-------- PASSAGE

# CPU - Cubase Power User - VST plugin available soon...



## CPU (Jul 14, 2015)

Hello VI!

for everyone using Cubase / Nuendo there will be new fun plugin available soon...
more info here:
http://www.cpu.picturelockaudio.com (http://www.14bitMIDI.com)

Wish You all great week!

CPU Team!


----------



## apessino (Jul 14, 2015)

Looking forward to knowing more... is that an iPad in the video or something else?


----------



## RiffWraith (Jul 14, 2015)

Looks pretty cool. Will wait to hear more, and am looking fwd to a proper walkthrough vid.

Are you guys taking requests? B/c I have one!


----------



## CPU (Jul 14, 2015)

apessino said:


> Looking forward to knowing more... is that an iPad in the video or something else?


Hi Andrea,
what You see in that short video is a generic 1920x1080 touchscreen showing some functions of the product. The idea behind is to use all the real estate that 1920x1080 res. gives us while still being able to read the text without the need of glasses


----------



## CPU (Jul 14, 2015)

RiffWraith said:


> Looks pretty cool. Will wait to hear more, and am looking fwd to a proper walkthrough vid.
> 
> Are you guys taking requests? B/c I have one!



Hi Jeff,
more clips will follow for sure!
Of course we are interested in Your input - either here or directly thru [email protected]
I can't promise every imaginable feature as of now but we are surely interested in user ideas!


----------



## RiffWraith (Jul 14, 2015)

The request is a plug that will allow multiple inserts for each Cubase insert. As I am sure you know, Cubase currently limits you to eight insert slots; if you could make a plug that can hold several inserts (say four), that would increase the limit to 32. Which would be cool.


----------



## PeterKorcek (Jul 14, 2015)

Looks interesting, but have to wait for the final product


----------



## CPU (Aug 16, 2015)

OK guys,
due to some functionality requests, some back and forth regarding copy protection, Windows 10 / OSX Yose and small current Cubase 8 / Nuendo 7 issues the launch of the final product is planned for the 1st of October. 
Thanks for the patience and all the mails we've got.
The main goal for us is to deliver a working and stable tool to speed up your daily composing/mixing tasks and make them more intuitive and fun with just a few clicks or taps.
Have a productive week guys!
Cheers!
------- CPU Team ---------


----------



## muziksculp (Aug 16, 2015)

Hi,

Very interesting. Looking forward to know more about it. 

Cheers,
Muziksculp


----------



## chimuelo (Aug 16, 2015)

Curious if this plug in required licensing to access intellectual property rights from Microsoft or Yamaha.

Thanks


----------



## CPU (Jan 16, 2016)

first screenshot of the small 2x8-buttons version in action:
http://www.14bitmidi.com/CPU_small_8_buttons_version.gif
Cheers!


----------



## CPU (Jan 16, 2016)

and since you've asked for it, a few screenshots of the different versions/layouts:

http://14bitmidi.com/14bitMIDI_v1.png
http://14bitmidi.com/14bitMIDI_v2.png
http://14bitmidi.com/14bitMIDI_v3.png
http://14bitmidi.com/14bitMIDI_v4.png

Cheers!


----------



## colony nofi (Jan 18, 2016)

Interesting. Is there any further info around for this? Website was very bare bones. Consider me extremely interested!


----------



## Will Blackburn (Jan 21, 2016)

----------------

§ **INSTRUCTION A**: List each distinct date that appears on the posts in the forum thread.

-------- MATERIAL FOR THE TASK

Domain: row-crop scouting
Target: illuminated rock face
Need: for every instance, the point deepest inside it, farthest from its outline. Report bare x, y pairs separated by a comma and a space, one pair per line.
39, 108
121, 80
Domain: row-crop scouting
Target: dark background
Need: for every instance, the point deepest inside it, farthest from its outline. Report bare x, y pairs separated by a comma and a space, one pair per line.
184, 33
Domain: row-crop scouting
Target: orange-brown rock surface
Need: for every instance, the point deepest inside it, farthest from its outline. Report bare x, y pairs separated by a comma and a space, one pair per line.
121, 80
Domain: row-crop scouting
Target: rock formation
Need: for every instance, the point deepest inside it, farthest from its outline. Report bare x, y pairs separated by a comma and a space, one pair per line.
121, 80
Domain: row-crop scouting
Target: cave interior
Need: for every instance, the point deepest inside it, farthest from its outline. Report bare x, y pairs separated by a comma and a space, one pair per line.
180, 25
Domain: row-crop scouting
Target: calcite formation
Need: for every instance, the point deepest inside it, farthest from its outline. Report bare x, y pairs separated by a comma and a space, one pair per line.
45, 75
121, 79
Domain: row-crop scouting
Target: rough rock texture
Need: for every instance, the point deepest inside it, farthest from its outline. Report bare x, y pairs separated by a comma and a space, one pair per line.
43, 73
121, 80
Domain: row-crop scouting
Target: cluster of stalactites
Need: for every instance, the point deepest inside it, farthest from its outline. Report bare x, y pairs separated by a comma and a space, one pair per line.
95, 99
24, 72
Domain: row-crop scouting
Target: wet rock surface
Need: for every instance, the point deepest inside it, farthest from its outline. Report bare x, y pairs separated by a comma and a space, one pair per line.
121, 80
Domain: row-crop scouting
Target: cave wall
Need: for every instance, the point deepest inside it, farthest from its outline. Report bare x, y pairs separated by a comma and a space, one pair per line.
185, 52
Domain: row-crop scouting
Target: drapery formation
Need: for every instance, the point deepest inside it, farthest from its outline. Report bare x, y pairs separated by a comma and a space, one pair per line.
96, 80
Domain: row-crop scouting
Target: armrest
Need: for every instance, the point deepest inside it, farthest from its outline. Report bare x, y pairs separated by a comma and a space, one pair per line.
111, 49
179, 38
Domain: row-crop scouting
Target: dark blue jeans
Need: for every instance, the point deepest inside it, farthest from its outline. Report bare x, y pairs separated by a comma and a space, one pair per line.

----------------

§ **INSTRUCTION B**: In the rows, identify every line that contains the word "cave", and copy each of those lines.

§ **TASK RESULT A**:
Jul 14, 2015
Aug 16, 2015
Jan 16, 2016
Jan 18, 2016
Jan 21, 2016

§ **TASK RESULT B**:
Target: cave interior
Target: cave wall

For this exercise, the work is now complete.